What to produce> Copies of all lines that contain "chest" are needed; take them from the data below.

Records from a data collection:
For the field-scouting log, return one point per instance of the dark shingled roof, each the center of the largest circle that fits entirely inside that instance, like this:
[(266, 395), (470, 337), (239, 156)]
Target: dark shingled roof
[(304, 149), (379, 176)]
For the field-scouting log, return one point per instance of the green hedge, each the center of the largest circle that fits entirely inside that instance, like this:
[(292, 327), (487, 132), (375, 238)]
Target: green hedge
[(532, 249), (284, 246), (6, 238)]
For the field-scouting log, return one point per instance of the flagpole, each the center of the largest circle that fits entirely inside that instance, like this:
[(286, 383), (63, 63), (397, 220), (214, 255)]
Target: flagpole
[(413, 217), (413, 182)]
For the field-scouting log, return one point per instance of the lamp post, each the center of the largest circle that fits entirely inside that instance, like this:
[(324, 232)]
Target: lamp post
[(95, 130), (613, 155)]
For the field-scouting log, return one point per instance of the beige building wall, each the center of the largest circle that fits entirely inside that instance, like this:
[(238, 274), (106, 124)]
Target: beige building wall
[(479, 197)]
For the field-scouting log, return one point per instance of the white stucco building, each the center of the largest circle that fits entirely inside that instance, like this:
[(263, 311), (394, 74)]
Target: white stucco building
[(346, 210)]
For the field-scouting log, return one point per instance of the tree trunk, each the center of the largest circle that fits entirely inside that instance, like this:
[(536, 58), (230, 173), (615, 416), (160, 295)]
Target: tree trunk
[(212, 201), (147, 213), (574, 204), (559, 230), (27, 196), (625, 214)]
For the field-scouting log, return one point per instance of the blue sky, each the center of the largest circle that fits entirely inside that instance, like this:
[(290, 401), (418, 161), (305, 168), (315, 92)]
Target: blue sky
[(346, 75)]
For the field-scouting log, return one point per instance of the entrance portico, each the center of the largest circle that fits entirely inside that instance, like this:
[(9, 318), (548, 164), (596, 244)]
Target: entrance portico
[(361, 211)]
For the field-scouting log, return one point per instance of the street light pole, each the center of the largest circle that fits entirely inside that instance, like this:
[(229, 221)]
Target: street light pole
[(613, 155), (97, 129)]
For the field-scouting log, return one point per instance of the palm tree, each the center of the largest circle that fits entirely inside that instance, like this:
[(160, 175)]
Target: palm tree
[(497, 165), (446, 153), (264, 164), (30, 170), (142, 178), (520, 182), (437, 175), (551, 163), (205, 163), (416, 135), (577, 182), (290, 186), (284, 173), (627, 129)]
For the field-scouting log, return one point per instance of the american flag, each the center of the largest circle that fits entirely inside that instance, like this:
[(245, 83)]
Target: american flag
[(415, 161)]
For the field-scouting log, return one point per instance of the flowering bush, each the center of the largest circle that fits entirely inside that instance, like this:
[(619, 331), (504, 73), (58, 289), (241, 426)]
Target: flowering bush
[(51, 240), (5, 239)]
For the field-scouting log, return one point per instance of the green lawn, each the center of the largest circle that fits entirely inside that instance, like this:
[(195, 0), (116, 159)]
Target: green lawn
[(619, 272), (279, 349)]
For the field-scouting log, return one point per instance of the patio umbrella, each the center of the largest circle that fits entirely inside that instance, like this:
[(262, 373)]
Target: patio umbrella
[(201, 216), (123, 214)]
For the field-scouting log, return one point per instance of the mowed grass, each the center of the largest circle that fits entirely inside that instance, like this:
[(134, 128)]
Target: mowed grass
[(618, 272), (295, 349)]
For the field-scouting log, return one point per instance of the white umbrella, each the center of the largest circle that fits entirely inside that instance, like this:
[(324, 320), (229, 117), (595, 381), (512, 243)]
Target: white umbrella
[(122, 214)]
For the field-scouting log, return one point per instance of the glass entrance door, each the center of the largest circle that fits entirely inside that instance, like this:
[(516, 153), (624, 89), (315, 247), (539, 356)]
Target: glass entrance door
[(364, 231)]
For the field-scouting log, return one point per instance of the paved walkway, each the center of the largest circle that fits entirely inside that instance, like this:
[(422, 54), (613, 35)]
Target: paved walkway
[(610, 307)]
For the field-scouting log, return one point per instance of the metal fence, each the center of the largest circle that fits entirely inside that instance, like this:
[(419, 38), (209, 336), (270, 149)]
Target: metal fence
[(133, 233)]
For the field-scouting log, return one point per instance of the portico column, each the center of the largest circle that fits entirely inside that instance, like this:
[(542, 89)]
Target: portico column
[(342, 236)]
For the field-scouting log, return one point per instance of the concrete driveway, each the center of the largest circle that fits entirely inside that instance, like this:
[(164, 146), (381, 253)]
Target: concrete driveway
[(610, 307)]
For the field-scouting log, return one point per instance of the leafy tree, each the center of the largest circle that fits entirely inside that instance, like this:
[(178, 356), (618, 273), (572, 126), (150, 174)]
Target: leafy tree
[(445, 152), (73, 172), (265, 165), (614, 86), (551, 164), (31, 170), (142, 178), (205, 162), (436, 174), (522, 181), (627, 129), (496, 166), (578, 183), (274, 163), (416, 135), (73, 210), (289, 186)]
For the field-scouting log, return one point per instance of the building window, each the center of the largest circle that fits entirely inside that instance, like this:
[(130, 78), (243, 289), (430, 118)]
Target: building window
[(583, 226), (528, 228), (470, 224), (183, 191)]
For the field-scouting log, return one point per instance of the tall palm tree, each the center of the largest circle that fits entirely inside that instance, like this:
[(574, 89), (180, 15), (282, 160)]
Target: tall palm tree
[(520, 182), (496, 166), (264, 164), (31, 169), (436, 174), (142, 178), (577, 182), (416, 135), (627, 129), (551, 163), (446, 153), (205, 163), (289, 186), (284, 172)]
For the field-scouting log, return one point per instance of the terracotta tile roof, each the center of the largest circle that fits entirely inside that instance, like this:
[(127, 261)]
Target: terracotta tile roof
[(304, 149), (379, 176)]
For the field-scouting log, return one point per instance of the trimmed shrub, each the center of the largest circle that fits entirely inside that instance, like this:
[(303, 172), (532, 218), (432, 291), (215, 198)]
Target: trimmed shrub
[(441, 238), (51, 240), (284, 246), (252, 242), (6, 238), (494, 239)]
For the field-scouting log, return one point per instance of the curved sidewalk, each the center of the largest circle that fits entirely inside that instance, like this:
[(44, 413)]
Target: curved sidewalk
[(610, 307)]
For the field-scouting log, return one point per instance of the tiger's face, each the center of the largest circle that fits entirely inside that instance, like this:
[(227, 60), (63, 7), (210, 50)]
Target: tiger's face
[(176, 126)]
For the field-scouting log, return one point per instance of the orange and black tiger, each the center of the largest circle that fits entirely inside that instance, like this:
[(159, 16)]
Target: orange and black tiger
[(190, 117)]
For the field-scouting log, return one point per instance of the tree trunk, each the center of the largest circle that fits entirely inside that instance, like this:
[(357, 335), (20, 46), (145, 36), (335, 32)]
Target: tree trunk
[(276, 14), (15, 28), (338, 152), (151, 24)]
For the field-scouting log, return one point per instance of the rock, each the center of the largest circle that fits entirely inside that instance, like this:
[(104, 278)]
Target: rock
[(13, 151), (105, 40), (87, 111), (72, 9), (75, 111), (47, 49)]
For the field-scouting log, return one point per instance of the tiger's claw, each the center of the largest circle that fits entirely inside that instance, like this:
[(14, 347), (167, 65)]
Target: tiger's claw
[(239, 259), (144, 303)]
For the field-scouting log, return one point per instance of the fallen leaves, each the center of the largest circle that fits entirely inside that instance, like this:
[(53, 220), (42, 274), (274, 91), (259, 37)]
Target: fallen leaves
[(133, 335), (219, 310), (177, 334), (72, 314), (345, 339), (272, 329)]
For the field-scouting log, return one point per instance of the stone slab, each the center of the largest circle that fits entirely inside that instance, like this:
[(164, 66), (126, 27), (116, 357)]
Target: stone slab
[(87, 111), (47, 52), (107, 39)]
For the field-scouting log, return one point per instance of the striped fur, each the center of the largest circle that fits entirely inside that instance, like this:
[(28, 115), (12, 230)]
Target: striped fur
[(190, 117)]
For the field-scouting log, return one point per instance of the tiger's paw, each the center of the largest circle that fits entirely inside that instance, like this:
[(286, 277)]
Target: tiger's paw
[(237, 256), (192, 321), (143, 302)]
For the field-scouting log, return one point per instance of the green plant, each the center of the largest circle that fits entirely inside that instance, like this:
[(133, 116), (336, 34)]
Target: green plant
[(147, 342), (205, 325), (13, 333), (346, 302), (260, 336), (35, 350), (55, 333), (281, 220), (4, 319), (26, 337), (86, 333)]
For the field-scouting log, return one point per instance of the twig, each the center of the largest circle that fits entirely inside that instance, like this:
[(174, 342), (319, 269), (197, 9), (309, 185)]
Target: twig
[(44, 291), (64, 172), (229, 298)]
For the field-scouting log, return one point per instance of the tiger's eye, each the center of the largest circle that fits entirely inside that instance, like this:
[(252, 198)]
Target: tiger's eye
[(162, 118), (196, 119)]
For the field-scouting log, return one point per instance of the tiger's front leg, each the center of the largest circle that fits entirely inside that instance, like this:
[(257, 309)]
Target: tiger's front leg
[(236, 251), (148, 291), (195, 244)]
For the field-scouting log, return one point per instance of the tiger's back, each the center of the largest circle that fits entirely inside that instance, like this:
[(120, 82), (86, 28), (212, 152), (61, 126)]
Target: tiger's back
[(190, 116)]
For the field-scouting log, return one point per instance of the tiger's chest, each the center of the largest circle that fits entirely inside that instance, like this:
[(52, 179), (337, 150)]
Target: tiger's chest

Response to this task>
For the field-scouting log, return one point per instance of the tiger's chest, each the center of the largest circle that fits entirely inside that instance, like this:
Target: tiger's chest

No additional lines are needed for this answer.